→ **Directions**:
With the line containing "the wooden chair" as the starting point, write out each line exactly through the final line of the listing, both ends included.

──────────

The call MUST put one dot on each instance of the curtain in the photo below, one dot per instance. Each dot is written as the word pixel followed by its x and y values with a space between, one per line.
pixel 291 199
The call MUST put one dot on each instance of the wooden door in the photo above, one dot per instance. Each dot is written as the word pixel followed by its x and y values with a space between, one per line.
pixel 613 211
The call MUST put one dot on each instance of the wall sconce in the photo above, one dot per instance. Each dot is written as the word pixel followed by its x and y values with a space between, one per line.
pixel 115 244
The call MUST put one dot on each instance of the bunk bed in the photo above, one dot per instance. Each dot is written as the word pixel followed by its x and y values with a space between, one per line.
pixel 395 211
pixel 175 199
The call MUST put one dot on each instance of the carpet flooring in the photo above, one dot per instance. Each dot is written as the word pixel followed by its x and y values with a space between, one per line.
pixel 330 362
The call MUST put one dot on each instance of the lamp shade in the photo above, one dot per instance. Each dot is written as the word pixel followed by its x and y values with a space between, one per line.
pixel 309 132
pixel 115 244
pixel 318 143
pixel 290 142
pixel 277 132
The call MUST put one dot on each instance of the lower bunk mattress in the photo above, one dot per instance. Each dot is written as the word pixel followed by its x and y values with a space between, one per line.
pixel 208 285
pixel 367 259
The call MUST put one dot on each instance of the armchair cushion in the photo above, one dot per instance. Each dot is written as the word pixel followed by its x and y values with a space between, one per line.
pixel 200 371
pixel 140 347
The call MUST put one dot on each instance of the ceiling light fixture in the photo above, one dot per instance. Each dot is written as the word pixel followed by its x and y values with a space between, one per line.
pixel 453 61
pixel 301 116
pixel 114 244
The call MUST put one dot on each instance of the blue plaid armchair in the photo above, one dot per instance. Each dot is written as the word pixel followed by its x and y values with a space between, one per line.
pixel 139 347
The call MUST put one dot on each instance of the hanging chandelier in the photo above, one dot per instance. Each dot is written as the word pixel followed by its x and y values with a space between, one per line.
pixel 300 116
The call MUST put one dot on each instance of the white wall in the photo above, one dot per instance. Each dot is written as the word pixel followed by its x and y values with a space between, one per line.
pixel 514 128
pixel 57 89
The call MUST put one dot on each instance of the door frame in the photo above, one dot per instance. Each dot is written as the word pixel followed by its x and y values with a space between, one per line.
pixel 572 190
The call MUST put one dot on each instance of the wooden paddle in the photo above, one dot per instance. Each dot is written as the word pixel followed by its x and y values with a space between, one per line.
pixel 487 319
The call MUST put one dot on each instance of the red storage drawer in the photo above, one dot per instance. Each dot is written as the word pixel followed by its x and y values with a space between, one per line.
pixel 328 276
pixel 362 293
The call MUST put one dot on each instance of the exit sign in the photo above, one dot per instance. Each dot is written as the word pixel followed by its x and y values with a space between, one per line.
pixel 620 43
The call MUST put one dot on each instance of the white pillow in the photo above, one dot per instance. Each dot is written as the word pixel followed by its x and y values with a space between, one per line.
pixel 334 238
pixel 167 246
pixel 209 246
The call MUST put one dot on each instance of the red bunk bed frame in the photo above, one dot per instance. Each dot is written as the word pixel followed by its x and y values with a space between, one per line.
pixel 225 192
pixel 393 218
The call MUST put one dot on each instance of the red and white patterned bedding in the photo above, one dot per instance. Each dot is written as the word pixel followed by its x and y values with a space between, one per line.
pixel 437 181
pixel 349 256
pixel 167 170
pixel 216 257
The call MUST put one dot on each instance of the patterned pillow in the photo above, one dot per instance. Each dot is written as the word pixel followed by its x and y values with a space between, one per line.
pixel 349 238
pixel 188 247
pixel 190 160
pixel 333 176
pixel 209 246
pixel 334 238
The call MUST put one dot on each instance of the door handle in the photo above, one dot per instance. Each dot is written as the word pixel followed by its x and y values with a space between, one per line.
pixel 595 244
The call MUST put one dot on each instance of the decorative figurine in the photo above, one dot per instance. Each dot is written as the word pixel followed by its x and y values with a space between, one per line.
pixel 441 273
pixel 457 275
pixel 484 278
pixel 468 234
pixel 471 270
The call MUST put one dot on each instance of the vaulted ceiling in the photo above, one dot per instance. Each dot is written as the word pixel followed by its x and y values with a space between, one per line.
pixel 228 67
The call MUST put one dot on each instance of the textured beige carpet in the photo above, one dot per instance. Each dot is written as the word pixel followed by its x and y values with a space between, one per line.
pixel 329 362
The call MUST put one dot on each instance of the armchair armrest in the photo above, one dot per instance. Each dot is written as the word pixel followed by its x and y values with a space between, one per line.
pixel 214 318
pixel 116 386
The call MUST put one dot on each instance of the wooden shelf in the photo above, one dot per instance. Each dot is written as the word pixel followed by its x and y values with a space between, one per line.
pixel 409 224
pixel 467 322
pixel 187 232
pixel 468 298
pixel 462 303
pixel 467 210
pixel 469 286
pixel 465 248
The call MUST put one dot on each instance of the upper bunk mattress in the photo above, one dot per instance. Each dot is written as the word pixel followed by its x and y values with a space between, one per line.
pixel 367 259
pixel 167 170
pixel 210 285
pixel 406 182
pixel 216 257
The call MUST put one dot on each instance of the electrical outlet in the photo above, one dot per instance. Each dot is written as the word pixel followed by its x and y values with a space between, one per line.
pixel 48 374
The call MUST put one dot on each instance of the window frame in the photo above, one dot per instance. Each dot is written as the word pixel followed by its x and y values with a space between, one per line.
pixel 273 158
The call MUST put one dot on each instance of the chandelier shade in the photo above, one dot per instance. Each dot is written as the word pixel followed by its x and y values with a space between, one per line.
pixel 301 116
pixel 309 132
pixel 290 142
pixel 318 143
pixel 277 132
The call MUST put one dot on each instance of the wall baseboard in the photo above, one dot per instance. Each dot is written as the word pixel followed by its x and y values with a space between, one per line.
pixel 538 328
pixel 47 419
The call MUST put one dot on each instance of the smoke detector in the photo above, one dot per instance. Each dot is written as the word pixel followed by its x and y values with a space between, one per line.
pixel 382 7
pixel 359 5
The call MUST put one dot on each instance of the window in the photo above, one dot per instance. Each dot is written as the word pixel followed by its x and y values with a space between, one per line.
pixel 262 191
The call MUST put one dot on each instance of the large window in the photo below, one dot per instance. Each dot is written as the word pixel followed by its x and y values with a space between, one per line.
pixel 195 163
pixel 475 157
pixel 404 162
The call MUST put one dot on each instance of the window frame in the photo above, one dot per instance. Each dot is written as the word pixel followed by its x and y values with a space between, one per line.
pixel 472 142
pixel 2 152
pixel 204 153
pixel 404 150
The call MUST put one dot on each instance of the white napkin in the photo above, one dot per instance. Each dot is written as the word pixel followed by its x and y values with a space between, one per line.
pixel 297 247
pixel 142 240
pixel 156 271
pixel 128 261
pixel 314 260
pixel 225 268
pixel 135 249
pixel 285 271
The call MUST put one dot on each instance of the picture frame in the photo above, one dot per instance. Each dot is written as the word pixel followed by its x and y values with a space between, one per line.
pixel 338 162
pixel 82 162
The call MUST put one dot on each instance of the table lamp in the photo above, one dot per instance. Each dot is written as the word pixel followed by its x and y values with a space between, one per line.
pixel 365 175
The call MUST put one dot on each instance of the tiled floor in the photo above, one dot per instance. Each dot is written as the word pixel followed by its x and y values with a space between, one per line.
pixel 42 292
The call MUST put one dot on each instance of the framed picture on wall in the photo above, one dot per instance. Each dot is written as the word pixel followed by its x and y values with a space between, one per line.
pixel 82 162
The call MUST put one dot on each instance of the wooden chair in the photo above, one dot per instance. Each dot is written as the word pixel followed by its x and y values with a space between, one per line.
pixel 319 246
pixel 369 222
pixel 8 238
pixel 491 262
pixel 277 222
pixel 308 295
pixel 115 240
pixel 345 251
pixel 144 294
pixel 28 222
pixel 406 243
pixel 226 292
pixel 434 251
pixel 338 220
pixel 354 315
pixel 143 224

──────────

→ **Answer area**:
The call MUST put one dot on each instance of the wooden chair in the photo above, one dot per instance. Each dot is written as the word pixel followed by its x and y values with a space between, one per line.
pixel 319 246
pixel 369 222
pixel 8 238
pixel 491 262
pixel 277 222
pixel 308 295
pixel 115 240
pixel 345 251
pixel 144 294
pixel 28 222
pixel 406 243
pixel 226 292
pixel 434 251
pixel 338 220
pixel 354 315
pixel 143 224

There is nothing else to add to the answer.